DOCUMENT TEXT:
## BEGIN

- Article: Formation and composition of planets around very low mass stars
- Authors: Yann Alibert, Willy Benz
- First author’s institution: Physikalisches Institut & Center for Space and Habitability, Universitaet Bern
- Status: Accepted to Astronomy & Astrophysics Letters
The recent discoveries of planets orbiting around M-dwarfs (stars with less than a tenth of the solar mass), especially Proxima b and TRAPPIST-1, have made quite a splash both in the scientific community and the public. But we are left wondering: How did these planets form? And what should we expect them to be like? The prospect of having planets in the habitable zones of these stars is indeed exciting, but it may take some time for us to be able to reach more definitive conclusions about them. In the meantime, however, simulations may shine some light into this puzzle, as we will see in today’s astrobite.
Artist’s impression of an Earth-like planet orbiting Proxima Centauri in its habitable zone. Credit: ESO/M. Kornmesser
Treasure hunt for Earth-like gems
There are various reasons why M-dwarf stars are one of the most exciting targets for exoplanet search in the recent years. Firstly, these are very low-mass stars, which means the gravitational interaction with their planets makes them swing wildly, thus strengthening the detection signal; secondly, they are cool stars, which makes their habitable zones sit relatively closer when compared to Sun-like stars; and, finally, the previous facts make it easier to detect planets in habitable zones, turning them into strong candidates for Earth-like planets. The two famous cases I cited above are good examples of candidates, but we don’t know much yet about them besides their orbital motion, because that is pretty much what our current instrumentation allows. That doesn’t mean, however, that our hands are completely tied at the moment, as we will see below.
The authors of today’s article argue that we should expect the chemical composition of planets around low-mass stars to be substantially different from what we see in solar-like systems, because the formation and evolution pathways are also different. They sought to prove their assertion by running theoretical simulations of populations of strictly close-in planets around stars with 0.1 solar masses, evolving the planets, and measuring their bulk properties: mass, radius, orbital period and water content.
Deep blue dots
Figure 1: The distribution of planetary masses (y-axis) and water mass fraction (color bar; the closer to blue, the more water-rich a planet is) as a function of semi-major axes (x-axis) for the simulated planets. The water content of a planet around an M-dwarf doesn’t seem to correlate with distance from the host star.
According to the results obtained by Alibert & Benz in today’s paper, the amount of water in a planet depends mainly on its migration history, and where it accreted material: if the planet accreted planetesimals beyond the ice line — where conditions are ideal for water to condensate — it tends to have more water. Most surprisingly, for M-dwarf stars, the water content on orbiting planets do not correlate strongly with the levels of irradiation, that is, the distance from the star. As can be seen on Figure 1, the bluer symbols (more water-rich worlds) are distributed pretty evenly along the x-axis, which corresponds to the semi-major axis of the planet’s orbit, and is a measurement of the distance from the star. This is expected because the main source of heat in the inner regions of the protoplanetary disk is the friction between particles instead of radiation (remember we are working with close-in planets only).

## END

Object detection data:
## BEGIN

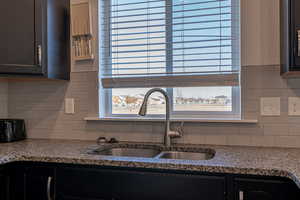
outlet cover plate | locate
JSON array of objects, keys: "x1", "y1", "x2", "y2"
[
  {"x1": 260, "y1": 97, "x2": 280, "y2": 116},
  {"x1": 289, "y1": 97, "x2": 300, "y2": 116},
  {"x1": 65, "y1": 98, "x2": 75, "y2": 114}
]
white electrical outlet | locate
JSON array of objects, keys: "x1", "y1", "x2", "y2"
[
  {"x1": 260, "y1": 97, "x2": 280, "y2": 116},
  {"x1": 289, "y1": 97, "x2": 300, "y2": 116},
  {"x1": 65, "y1": 98, "x2": 75, "y2": 114}
]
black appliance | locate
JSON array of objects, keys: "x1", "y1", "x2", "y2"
[{"x1": 0, "y1": 119, "x2": 26, "y2": 142}]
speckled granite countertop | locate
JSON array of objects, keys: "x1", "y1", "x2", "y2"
[{"x1": 0, "y1": 139, "x2": 300, "y2": 187}]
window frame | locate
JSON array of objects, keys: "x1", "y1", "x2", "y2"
[{"x1": 99, "y1": 0, "x2": 241, "y2": 119}]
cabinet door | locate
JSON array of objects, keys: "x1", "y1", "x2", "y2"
[
  {"x1": 0, "y1": 170, "x2": 9, "y2": 200},
  {"x1": 289, "y1": 0, "x2": 300, "y2": 70},
  {"x1": 0, "y1": 0, "x2": 42, "y2": 74},
  {"x1": 56, "y1": 168, "x2": 225, "y2": 200},
  {"x1": 234, "y1": 178, "x2": 287, "y2": 200},
  {"x1": 24, "y1": 167, "x2": 54, "y2": 200},
  {"x1": 9, "y1": 164, "x2": 54, "y2": 200}
]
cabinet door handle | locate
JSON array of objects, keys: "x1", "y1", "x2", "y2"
[
  {"x1": 297, "y1": 30, "x2": 300, "y2": 56},
  {"x1": 47, "y1": 176, "x2": 52, "y2": 200},
  {"x1": 239, "y1": 190, "x2": 244, "y2": 200},
  {"x1": 37, "y1": 44, "x2": 42, "y2": 66}
]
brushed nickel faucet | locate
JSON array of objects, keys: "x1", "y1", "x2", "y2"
[{"x1": 139, "y1": 88, "x2": 183, "y2": 147}]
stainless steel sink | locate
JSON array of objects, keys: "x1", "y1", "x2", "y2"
[
  {"x1": 159, "y1": 151, "x2": 215, "y2": 160},
  {"x1": 91, "y1": 147, "x2": 160, "y2": 158},
  {"x1": 87, "y1": 144, "x2": 215, "y2": 160}
]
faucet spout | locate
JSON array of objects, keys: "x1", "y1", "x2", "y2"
[{"x1": 138, "y1": 88, "x2": 179, "y2": 147}]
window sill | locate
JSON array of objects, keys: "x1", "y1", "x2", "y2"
[{"x1": 84, "y1": 117, "x2": 258, "y2": 124}]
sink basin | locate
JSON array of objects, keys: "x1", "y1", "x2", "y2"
[
  {"x1": 92, "y1": 147, "x2": 160, "y2": 158},
  {"x1": 159, "y1": 151, "x2": 215, "y2": 160}
]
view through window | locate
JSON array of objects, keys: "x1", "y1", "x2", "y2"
[{"x1": 100, "y1": 0, "x2": 240, "y2": 116}]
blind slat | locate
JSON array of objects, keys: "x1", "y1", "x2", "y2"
[
  {"x1": 101, "y1": 0, "x2": 239, "y2": 88},
  {"x1": 102, "y1": 72, "x2": 239, "y2": 88}
]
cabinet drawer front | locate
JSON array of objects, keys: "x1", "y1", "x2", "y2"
[{"x1": 56, "y1": 168, "x2": 225, "y2": 200}]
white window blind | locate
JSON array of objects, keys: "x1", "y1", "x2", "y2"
[{"x1": 101, "y1": 0, "x2": 240, "y2": 88}]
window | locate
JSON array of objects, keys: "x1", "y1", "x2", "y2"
[{"x1": 99, "y1": 0, "x2": 240, "y2": 118}]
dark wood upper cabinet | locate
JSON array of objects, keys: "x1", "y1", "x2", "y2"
[
  {"x1": 280, "y1": 0, "x2": 300, "y2": 77},
  {"x1": 0, "y1": 0, "x2": 70, "y2": 80}
]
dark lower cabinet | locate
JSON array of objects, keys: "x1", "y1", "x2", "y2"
[
  {"x1": 9, "y1": 164, "x2": 55, "y2": 200},
  {"x1": 0, "y1": 168, "x2": 9, "y2": 200},
  {"x1": 0, "y1": 162, "x2": 300, "y2": 200},
  {"x1": 233, "y1": 177, "x2": 300, "y2": 200},
  {"x1": 56, "y1": 168, "x2": 225, "y2": 200}
]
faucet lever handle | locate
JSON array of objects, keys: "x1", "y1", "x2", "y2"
[{"x1": 175, "y1": 122, "x2": 184, "y2": 137}]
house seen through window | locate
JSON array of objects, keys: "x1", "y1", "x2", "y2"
[{"x1": 99, "y1": 0, "x2": 240, "y2": 118}]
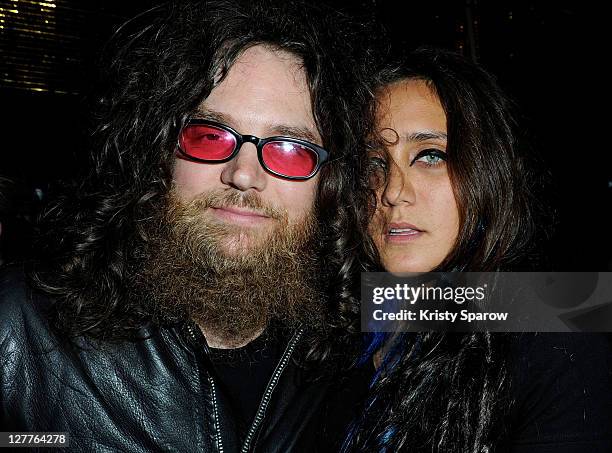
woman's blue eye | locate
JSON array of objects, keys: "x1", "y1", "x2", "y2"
[{"x1": 410, "y1": 149, "x2": 446, "y2": 167}]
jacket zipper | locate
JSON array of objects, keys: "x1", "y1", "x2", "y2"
[
  {"x1": 187, "y1": 324, "x2": 223, "y2": 453},
  {"x1": 187, "y1": 324, "x2": 304, "y2": 453},
  {"x1": 240, "y1": 328, "x2": 304, "y2": 453}
]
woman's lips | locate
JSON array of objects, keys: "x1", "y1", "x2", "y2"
[
  {"x1": 211, "y1": 206, "x2": 270, "y2": 226},
  {"x1": 385, "y1": 222, "x2": 424, "y2": 243}
]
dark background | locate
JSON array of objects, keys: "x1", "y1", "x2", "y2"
[{"x1": 0, "y1": 0, "x2": 612, "y2": 271}]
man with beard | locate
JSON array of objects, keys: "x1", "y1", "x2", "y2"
[{"x1": 0, "y1": 0, "x2": 370, "y2": 452}]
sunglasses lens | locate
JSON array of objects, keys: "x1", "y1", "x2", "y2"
[
  {"x1": 262, "y1": 141, "x2": 319, "y2": 178},
  {"x1": 179, "y1": 124, "x2": 236, "y2": 160}
]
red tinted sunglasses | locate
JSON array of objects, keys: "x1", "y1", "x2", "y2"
[{"x1": 179, "y1": 119, "x2": 329, "y2": 180}]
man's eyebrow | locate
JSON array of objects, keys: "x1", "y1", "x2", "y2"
[
  {"x1": 192, "y1": 108, "x2": 321, "y2": 143},
  {"x1": 192, "y1": 108, "x2": 233, "y2": 126},
  {"x1": 271, "y1": 124, "x2": 320, "y2": 143},
  {"x1": 404, "y1": 131, "x2": 448, "y2": 142}
]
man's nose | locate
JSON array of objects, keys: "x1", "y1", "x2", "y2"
[{"x1": 221, "y1": 143, "x2": 267, "y2": 192}]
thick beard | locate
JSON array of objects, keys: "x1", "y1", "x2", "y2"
[{"x1": 133, "y1": 187, "x2": 326, "y2": 347}]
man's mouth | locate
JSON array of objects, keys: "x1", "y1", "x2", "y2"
[
  {"x1": 211, "y1": 206, "x2": 270, "y2": 226},
  {"x1": 385, "y1": 222, "x2": 423, "y2": 240},
  {"x1": 212, "y1": 206, "x2": 268, "y2": 217}
]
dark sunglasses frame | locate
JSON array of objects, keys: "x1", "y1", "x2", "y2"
[{"x1": 178, "y1": 118, "x2": 329, "y2": 180}]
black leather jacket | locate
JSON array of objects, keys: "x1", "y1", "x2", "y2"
[{"x1": 0, "y1": 272, "x2": 350, "y2": 453}]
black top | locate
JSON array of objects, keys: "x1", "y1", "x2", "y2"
[
  {"x1": 509, "y1": 333, "x2": 612, "y2": 453},
  {"x1": 209, "y1": 331, "x2": 287, "y2": 437}
]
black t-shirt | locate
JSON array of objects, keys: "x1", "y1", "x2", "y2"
[
  {"x1": 209, "y1": 324, "x2": 282, "y2": 437},
  {"x1": 509, "y1": 333, "x2": 612, "y2": 453}
]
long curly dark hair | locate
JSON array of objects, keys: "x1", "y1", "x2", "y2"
[
  {"x1": 344, "y1": 49, "x2": 550, "y2": 453},
  {"x1": 34, "y1": 0, "x2": 380, "y2": 370}
]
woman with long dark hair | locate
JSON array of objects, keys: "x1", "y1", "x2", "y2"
[{"x1": 344, "y1": 50, "x2": 612, "y2": 453}]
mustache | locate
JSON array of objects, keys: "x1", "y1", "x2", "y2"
[{"x1": 183, "y1": 189, "x2": 287, "y2": 220}]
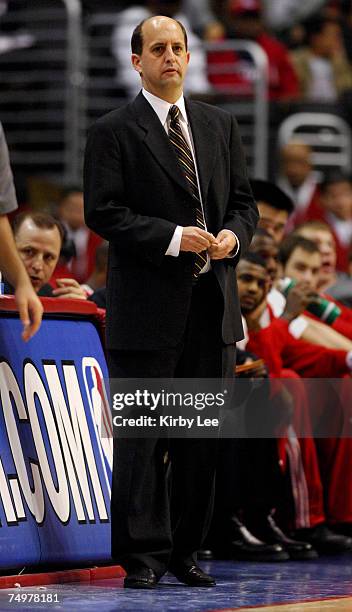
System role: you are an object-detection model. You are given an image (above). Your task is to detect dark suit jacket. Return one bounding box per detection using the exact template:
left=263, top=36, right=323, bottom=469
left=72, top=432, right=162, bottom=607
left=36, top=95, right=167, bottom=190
left=85, top=93, right=258, bottom=350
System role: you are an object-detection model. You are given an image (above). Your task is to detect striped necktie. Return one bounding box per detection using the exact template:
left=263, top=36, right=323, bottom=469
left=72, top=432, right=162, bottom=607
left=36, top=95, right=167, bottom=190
left=169, top=105, right=207, bottom=278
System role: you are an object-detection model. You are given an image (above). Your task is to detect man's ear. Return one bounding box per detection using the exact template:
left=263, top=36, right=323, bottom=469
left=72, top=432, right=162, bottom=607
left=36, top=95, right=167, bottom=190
left=131, top=53, right=142, bottom=76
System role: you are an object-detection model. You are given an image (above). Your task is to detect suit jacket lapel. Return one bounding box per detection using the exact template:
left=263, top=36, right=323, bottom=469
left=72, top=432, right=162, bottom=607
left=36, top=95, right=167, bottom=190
left=186, top=101, right=217, bottom=204
left=132, top=93, right=190, bottom=193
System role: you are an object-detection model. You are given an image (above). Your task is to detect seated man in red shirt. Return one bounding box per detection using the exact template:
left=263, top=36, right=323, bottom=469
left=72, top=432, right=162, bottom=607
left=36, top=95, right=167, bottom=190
left=238, top=254, right=352, bottom=553
left=295, top=221, right=352, bottom=307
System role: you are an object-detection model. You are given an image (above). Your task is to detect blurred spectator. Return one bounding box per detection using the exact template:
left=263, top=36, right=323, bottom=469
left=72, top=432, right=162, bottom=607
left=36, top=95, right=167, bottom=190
left=0, top=123, right=43, bottom=341
left=208, top=0, right=299, bottom=101
left=57, top=185, right=102, bottom=283
left=291, top=16, right=352, bottom=102
left=0, top=0, right=35, bottom=53
left=304, top=170, right=352, bottom=272
left=112, top=0, right=209, bottom=98
left=294, top=221, right=352, bottom=307
left=5, top=213, right=86, bottom=299
left=262, top=0, right=328, bottom=31
left=278, top=140, right=319, bottom=228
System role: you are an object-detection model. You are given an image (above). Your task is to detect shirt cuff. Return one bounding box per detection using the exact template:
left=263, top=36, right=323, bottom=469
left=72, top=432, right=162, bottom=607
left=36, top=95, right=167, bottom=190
left=165, top=225, right=183, bottom=257
left=226, top=228, right=240, bottom=257
left=288, top=317, right=308, bottom=340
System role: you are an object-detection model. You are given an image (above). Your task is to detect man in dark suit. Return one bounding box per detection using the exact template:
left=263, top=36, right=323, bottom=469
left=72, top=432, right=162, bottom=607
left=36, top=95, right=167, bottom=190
left=85, top=16, right=257, bottom=588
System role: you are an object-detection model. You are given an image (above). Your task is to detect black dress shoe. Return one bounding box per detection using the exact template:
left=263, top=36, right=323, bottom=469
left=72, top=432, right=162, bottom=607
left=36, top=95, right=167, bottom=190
left=197, top=548, right=214, bottom=561
left=213, top=515, right=289, bottom=562
left=231, top=517, right=289, bottom=562
left=331, top=523, right=352, bottom=538
left=169, top=564, right=216, bottom=587
left=123, top=566, right=158, bottom=589
left=294, top=523, right=352, bottom=555
left=255, top=514, right=318, bottom=561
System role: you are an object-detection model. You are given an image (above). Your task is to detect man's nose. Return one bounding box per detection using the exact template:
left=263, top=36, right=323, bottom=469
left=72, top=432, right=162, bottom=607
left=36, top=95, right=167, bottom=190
left=302, top=270, right=313, bottom=285
left=165, top=45, right=175, bottom=61
left=32, top=255, right=44, bottom=270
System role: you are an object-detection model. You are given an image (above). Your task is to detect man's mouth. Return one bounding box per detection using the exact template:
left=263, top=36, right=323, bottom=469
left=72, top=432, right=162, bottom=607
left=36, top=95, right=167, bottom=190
left=241, top=297, right=255, bottom=308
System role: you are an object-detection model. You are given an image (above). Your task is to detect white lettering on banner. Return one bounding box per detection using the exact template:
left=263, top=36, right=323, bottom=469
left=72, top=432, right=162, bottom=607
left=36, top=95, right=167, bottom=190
left=82, top=357, right=113, bottom=494
left=0, top=459, right=17, bottom=525
left=0, top=358, right=110, bottom=527
left=24, top=363, right=70, bottom=523
left=0, top=362, right=44, bottom=524
left=44, top=364, right=108, bottom=522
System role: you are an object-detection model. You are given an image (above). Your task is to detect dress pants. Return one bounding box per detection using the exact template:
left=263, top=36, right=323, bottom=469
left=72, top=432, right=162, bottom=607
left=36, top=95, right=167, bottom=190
left=108, top=271, right=235, bottom=577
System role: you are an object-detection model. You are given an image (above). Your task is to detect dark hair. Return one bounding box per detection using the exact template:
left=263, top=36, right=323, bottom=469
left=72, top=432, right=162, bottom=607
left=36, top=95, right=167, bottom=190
left=319, top=169, right=351, bottom=193
left=253, top=227, right=274, bottom=240
left=303, top=15, right=340, bottom=45
left=278, top=234, right=319, bottom=266
left=11, top=212, right=65, bottom=244
left=131, top=17, right=188, bottom=55
left=250, top=179, right=294, bottom=215
left=94, top=240, right=109, bottom=270
left=292, top=219, right=333, bottom=236
left=240, top=251, right=266, bottom=269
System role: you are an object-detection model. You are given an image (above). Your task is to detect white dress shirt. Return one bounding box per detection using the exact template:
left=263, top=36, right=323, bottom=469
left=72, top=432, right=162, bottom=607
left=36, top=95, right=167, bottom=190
left=142, top=89, right=240, bottom=274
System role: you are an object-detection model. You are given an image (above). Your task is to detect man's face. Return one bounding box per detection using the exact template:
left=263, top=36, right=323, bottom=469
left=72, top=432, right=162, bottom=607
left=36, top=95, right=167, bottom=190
left=282, top=143, right=312, bottom=188
left=283, top=247, right=321, bottom=289
left=299, top=227, right=336, bottom=284
left=15, top=219, right=61, bottom=293
left=257, top=201, right=288, bottom=244
left=132, top=16, right=190, bottom=102
left=237, top=260, right=268, bottom=314
left=311, top=22, right=342, bottom=58
left=321, top=181, right=352, bottom=221
left=59, top=191, right=85, bottom=230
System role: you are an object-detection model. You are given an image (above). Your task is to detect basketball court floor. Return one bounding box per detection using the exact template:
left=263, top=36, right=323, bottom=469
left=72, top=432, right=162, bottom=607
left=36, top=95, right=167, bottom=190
left=0, top=554, right=352, bottom=612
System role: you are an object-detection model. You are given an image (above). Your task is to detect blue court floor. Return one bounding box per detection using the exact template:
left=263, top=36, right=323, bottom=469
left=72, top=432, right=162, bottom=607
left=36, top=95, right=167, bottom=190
left=0, top=554, right=352, bottom=612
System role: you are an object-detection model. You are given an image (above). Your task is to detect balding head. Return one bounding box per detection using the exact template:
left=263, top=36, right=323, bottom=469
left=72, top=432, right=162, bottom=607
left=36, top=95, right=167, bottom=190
left=131, top=15, right=188, bottom=55
left=131, top=15, right=189, bottom=104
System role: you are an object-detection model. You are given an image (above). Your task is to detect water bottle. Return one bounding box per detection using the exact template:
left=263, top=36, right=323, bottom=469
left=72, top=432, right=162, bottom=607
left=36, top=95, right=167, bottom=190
left=278, top=277, right=341, bottom=325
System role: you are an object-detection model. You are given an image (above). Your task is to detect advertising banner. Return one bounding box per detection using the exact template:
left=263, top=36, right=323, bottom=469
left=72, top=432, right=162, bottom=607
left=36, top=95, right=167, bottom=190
left=0, top=314, right=112, bottom=569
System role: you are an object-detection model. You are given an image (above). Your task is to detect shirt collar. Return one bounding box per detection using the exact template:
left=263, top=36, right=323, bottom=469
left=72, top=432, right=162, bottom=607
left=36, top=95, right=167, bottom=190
left=142, top=89, right=188, bottom=125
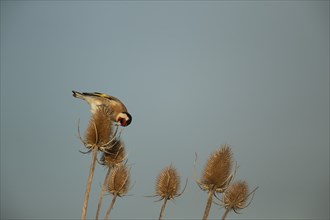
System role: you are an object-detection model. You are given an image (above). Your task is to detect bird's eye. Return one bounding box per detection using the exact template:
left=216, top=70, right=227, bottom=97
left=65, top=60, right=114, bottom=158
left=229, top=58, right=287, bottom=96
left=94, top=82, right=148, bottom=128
left=119, top=118, right=126, bottom=126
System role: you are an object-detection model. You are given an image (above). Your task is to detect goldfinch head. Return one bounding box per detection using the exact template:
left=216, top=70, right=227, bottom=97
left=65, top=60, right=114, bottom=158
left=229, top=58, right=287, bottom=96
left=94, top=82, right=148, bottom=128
left=116, top=112, right=132, bottom=127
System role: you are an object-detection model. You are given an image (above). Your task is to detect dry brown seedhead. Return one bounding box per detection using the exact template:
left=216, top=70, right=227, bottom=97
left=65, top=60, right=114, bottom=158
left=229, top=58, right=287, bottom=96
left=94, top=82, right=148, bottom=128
left=101, top=139, right=127, bottom=168
left=223, top=181, right=249, bottom=210
left=84, top=105, right=112, bottom=148
left=108, top=164, right=130, bottom=197
left=222, top=181, right=258, bottom=213
left=197, top=144, right=233, bottom=192
left=156, top=165, right=187, bottom=199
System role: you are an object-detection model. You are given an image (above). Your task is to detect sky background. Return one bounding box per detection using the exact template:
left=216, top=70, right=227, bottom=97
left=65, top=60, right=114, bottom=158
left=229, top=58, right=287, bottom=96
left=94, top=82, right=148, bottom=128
left=1, top=1, right=329, bottom=219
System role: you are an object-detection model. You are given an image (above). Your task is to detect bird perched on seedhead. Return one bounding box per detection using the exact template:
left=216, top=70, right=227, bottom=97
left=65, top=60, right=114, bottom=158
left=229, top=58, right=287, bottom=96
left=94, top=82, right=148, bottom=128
left=72, top=91, right=132, bottom=127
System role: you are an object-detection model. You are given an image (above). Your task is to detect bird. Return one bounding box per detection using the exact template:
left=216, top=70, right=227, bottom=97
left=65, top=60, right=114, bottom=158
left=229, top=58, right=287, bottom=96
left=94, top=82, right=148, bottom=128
left=72, top=90, right=132, bottom=127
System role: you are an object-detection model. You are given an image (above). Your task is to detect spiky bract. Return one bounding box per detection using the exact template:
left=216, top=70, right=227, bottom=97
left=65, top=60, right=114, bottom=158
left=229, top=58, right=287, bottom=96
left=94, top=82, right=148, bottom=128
left=101, top=140, right=126, bottom=167
left=200, top=144, right=233, bottom=192
left=156, top=165, right=180, bottom=199
left=223, top=181, right=249, bottom=212
left=108, top=164, right=130, bottom=196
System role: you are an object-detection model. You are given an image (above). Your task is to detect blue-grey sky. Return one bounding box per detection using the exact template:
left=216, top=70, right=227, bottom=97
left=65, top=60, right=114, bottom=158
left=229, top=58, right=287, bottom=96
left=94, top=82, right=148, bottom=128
left=1, top=1, right=329, bottom=219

## END

PROBLEMS TO WORK ON:
• 1. Reproduce the passage of the M-dwarf planet text from "The authors of" to "the host star.".
• 2. According to the M-dwarf planet text, why does the water content of the simulated planets not correlate strongly with their distance from the star?
• 3. Name all the bulk properties of the simulated planets that the M-dwarf planet text says the authors measured.

TASK-BY-TASK SOLUTIONS:
• 1.
The authors of today’s article argue that we should expect the chemical composition of planets around low-mass stars to be substantially different from what we see in solar-like systems, because the formation and evolution pathways are also different. They sought to prove their assertion by running theoretical simulations of populations of strictly close-in planets around stars with 0.1 solar masses, evolving the planets, and measuring their bulk properties: mass, radius, orbital period and water content.
Deep blue dots
Figure 1: The distribution of planetary masses (y-axis) and water mass fraction (color bar; the closer to blue, the more water-rich a planet is) as a function of semi-major axes (x-axis) for the simulated planets. The water content of a planet around an M-dwarf doesn’t seem to correlate with distance from the host star.

• 2. In the inner regions of the protoplanetary disk, the main source of heat is friction between particles rather than radiation from the star. Because the simulations considered only close-in planets, irradiation and therefore distance from the star have little effect on their water content.

• 3. Mass, radius, orbital period, water content